• Problem requirements: Arrange everything from the start of the listing down to the line containing "[(89, 195)]", that line included, as a JSON list of strings, one string per line and no blank lines. Leave the pictures out of your answer.

• Data excerpts:
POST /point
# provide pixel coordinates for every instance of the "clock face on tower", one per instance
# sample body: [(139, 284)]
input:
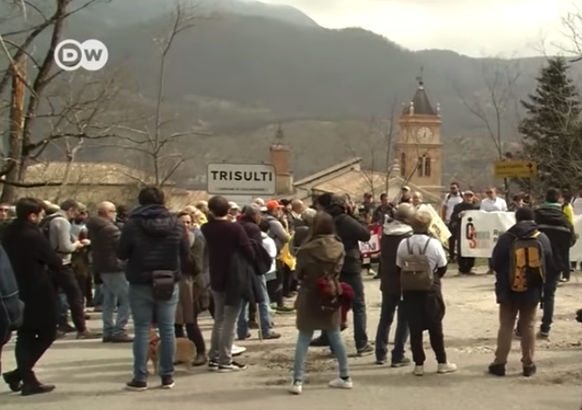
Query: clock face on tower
[(424, 134)]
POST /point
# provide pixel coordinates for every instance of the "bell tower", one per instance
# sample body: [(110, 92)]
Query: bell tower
[(419, 147)]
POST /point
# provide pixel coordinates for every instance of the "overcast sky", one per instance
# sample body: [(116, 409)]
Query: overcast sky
[(472, 27)]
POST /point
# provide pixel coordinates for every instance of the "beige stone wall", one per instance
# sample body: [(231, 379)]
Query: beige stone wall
[(89, 195)]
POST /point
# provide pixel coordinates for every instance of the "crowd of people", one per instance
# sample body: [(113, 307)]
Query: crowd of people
[(163, 269)]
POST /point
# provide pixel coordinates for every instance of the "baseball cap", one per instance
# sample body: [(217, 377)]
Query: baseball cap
[(272, 205)]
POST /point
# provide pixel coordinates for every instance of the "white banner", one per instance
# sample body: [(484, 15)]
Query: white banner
[(480, 231), (438, 228)]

• Exercise response:
[
  "POST /point",
  "# provide pixel coordinates for every instance of the \"clock face on tower\", one per instance",
  "# sample body: [(139, 284)]",
  "input:",
  "Query: clock face on tower",
  "[(424, 134)]",
  "POST /point",
  "# provide pixel coordinates for every instance of the \"bell tower\", one per instance",
  "# sample body: [(110, 92)]",
  "Query: bell tower",
  "[(419, 147)]",
  "POST /point",
  "# provide pixel coordinates for every instance of the \"overcast sky\", one per instance",
  "# sample body: [(116, 409)]",
  "Query: overcast sky",
  "[(472, 27)]",
  "POST /point",
  "# provide pixel coordinates for every instance of the \"beige stone wall\", one per instance",
  "# sample body: [(231, 379)]",
  "Query: beige stone wall",
  "[(89, 195)]"
]